WRITTEN EXERCISE | Write out exactly the lines running from the one that contains "[indicate] jersey sleeve" through the end of the material.

INFORMATION PROVIDED |
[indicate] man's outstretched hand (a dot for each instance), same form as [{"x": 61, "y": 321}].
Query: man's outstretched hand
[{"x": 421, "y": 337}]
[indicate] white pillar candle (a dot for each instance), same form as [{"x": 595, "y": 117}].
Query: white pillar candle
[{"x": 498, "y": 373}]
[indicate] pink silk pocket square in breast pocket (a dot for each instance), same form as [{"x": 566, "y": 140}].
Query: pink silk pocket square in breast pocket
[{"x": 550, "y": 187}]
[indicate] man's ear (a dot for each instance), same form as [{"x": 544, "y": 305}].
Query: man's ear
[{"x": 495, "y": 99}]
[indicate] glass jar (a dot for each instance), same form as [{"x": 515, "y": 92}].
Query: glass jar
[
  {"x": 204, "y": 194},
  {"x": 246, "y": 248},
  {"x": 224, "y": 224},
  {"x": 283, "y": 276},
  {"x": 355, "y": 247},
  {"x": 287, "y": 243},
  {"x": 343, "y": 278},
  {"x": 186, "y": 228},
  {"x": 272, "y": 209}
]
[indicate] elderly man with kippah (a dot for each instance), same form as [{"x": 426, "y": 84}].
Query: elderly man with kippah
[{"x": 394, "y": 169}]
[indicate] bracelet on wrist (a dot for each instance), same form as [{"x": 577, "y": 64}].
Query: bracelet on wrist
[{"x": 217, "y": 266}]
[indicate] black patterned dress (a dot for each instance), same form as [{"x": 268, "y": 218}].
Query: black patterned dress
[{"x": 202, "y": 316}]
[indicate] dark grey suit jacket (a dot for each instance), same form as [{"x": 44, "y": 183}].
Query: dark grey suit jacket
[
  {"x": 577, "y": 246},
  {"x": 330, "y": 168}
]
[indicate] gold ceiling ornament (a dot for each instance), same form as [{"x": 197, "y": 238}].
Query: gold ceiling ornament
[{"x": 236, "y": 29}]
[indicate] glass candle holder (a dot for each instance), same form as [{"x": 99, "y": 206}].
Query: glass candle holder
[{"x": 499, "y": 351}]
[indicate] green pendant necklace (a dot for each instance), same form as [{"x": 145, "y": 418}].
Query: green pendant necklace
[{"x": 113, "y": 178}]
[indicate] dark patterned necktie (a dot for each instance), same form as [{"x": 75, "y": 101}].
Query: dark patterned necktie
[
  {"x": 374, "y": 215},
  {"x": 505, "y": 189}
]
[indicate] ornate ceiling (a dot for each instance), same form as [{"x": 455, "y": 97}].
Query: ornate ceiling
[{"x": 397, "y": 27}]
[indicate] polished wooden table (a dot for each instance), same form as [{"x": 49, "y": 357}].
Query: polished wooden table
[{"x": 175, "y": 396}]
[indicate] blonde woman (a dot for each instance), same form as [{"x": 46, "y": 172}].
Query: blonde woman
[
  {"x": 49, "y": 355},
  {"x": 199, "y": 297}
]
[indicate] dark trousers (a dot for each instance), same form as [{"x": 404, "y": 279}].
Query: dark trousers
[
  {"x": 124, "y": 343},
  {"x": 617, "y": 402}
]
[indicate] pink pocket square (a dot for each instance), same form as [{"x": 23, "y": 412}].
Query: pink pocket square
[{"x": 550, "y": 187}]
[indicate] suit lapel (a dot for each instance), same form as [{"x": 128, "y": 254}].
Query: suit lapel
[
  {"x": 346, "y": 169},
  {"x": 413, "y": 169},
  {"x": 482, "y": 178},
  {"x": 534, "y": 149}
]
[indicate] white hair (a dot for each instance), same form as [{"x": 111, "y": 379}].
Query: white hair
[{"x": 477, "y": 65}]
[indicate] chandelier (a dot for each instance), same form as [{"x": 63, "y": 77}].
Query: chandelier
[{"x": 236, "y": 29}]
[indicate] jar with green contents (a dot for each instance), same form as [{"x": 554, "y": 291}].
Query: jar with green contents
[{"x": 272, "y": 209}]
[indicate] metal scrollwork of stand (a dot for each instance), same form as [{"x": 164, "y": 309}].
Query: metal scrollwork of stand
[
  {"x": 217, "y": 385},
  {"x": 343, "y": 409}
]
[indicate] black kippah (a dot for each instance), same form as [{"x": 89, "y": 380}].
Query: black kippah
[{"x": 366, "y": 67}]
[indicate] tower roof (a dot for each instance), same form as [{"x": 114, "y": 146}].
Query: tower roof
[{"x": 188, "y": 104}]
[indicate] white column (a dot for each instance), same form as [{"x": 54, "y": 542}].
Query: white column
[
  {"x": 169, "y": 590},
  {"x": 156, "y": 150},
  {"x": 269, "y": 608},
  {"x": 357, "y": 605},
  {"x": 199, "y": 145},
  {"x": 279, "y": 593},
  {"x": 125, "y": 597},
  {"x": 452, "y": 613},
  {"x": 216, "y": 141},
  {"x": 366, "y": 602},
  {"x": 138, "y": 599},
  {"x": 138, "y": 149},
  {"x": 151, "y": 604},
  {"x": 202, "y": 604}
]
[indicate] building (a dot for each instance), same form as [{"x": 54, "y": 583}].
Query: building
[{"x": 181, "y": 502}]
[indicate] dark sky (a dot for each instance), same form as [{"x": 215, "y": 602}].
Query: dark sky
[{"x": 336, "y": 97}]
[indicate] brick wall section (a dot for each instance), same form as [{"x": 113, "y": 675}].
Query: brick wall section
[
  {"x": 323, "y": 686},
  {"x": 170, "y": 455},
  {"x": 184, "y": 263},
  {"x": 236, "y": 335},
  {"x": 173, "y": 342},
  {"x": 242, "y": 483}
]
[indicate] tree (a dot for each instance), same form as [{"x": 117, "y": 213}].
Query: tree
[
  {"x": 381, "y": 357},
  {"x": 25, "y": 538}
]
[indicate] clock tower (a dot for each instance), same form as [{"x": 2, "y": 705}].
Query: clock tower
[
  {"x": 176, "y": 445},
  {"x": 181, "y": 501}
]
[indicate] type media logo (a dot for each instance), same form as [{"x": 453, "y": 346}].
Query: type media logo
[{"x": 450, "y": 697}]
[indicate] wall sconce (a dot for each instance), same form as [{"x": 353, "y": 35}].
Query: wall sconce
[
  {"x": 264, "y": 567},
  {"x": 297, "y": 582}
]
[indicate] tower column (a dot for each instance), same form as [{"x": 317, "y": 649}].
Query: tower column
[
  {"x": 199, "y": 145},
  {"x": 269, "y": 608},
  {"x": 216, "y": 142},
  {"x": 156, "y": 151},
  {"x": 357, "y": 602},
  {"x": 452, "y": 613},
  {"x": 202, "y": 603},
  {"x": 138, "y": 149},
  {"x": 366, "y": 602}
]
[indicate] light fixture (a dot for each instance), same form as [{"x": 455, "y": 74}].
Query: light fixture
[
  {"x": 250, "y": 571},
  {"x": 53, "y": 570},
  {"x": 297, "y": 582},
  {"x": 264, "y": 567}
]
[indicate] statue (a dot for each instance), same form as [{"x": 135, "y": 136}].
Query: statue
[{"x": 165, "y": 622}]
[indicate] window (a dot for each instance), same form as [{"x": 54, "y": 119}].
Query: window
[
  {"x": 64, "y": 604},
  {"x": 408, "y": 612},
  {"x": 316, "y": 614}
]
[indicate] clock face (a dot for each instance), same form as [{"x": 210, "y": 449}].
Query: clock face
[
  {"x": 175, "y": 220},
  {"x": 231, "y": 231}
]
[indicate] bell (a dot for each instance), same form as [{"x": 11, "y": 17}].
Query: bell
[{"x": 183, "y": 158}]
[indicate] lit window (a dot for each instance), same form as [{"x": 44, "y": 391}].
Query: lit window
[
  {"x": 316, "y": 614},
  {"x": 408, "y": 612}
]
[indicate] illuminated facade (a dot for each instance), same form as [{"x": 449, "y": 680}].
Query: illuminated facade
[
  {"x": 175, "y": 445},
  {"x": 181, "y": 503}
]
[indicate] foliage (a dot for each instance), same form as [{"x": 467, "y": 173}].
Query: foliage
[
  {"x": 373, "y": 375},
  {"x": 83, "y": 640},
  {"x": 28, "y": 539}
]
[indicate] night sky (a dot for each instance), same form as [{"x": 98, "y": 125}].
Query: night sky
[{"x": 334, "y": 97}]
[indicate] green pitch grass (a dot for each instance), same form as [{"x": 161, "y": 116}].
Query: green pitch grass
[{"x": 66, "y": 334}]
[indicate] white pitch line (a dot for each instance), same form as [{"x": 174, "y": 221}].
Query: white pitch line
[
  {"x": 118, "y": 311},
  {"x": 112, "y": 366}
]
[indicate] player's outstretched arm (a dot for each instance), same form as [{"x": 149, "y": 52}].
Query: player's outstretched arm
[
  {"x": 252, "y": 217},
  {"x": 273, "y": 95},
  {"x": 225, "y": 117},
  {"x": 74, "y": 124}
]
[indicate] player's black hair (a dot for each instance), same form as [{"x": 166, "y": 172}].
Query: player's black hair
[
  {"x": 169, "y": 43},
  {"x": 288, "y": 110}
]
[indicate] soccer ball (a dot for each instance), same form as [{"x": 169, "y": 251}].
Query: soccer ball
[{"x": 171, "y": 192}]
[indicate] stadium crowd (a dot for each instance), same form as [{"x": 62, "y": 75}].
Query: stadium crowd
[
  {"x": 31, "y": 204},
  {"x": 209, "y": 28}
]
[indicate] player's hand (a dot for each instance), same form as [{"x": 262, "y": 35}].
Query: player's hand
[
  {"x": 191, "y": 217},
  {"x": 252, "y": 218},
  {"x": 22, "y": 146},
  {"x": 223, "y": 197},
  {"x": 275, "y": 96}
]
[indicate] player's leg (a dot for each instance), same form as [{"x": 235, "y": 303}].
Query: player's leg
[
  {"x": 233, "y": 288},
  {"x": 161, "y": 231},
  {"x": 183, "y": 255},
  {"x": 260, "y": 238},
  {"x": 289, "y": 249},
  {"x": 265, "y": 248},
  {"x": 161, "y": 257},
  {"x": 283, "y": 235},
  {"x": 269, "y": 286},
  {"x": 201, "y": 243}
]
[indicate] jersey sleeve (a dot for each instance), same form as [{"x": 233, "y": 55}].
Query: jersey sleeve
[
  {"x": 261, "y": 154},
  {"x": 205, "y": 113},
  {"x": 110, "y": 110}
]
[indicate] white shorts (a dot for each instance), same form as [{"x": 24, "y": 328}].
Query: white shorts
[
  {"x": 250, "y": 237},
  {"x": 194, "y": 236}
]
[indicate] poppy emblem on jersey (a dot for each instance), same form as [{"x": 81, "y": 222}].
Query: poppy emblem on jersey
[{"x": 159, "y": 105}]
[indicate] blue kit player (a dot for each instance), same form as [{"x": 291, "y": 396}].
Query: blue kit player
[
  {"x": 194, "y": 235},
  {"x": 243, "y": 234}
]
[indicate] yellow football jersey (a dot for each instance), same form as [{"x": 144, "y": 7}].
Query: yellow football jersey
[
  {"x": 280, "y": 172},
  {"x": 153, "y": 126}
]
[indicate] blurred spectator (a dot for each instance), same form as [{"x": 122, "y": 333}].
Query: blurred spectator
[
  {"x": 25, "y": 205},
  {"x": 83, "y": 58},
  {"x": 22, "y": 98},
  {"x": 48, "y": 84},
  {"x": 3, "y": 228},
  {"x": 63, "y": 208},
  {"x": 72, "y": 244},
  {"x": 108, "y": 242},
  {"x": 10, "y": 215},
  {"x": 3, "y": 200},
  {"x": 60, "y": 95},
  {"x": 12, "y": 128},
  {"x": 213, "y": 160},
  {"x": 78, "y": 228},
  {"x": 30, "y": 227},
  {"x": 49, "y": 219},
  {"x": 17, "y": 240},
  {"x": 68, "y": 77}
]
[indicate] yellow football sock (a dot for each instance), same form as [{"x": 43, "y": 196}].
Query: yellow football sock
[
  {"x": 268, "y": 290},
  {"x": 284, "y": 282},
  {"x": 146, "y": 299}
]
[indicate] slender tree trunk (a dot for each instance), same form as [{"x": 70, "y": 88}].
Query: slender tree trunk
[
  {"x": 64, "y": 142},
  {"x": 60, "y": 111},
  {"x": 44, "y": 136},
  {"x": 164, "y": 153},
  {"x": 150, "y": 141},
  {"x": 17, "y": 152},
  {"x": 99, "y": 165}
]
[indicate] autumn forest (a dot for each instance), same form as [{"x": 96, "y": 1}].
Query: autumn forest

OUTPUT OF THE EXERCISE |
[indicate] jersey sleeve (a dot for each instance), same form as [{"x": 233, "y": 55}].
Query: jersey sleeve
[
  {"x": 261, "y": 154},
  {"x": 205, "y": 113},
  {"x": 110, "y": 110}
]
[indicate] white shorts (a dot for each instance), same form as [{"x": 24, "y": 328}].
Query: white shorts
[
  {"x": 250, "y": 237},
  {"x": 194, "y": 236}
]
[indicate] poppy emblem on jersey (a dot for each instance), same form as [{"x": 81, "y": 222}].
Query: poppy emblem on jersey
[{"x": 159, "y": 105}]
[indicate] blue kit player (a dot for each instance), same form as [{"x": 291, "y": 396}].
Query: blue kit player
[
  {"x": 194, "y": 235},
  {"x": 243, "y": 234}
]
[indicate] yellow football jersey (a dot for each instance), same form as [{"x": 144, "y": 7}].
Query: yellow football jersey
[
  {"x": 280, "y": 172},
  {"x": 153, "y": 126}
]
[indicate] blurred spectator (a dot for each instance), same form as [{"x": 122, "y": 333}].
Query: blurred spectator
[
  {"x": 25, "y": 205},
  {"x": 83, "y": 58},
  {"x": 22, "y": 98},
  {"x": 48, "y": 84},
  {"x": 3, "y": 228},
  {"x": 63, "y": 208},
  {"x": 72, "y": 244},
  {"x": 108, "y": 242},
  {"x": 10, "y": 215},
  {"x": 3, "y": 200},
  {"x": 60, "y": 95},
  {"x": 12, "y": 128},
  {"x": 213, "y": 160},
  {"x": 78, "y": 228},
  {"x": 30, "y": 227},
  {"x": 49, "y": 219},
  {"x": 17, "y": 240},
  {"x": 68, "y": 77}
]
[indicate] yellow football sock (a dot for each instance), same form as [{"x": 43, "y": 196}].
Query: yellow football sock
[
  {"x": 268, "y": 290},
  {"x": 284, "y": 282},
  {"x": 146, "y": 299}
]
[indicate] slender tree trunk (a dot for each instance), same form as [{"x": 70, "y": 88}].
Query: slender tree trunk
[
  {"x": 64, "y": 142},
  {"x": 60, "y": 111},
  {"x": 44, "y": 136},
  {"x": 164, "y": 153},
  {"x": 150, "y": 141},
  {"x": 17, "y": 152},
  {"x": 99, "y": 165}
]
[indicate] autumn forest (a dot for each instance), same form as [{"x": 96, "y": 1}].
Query: autumn forest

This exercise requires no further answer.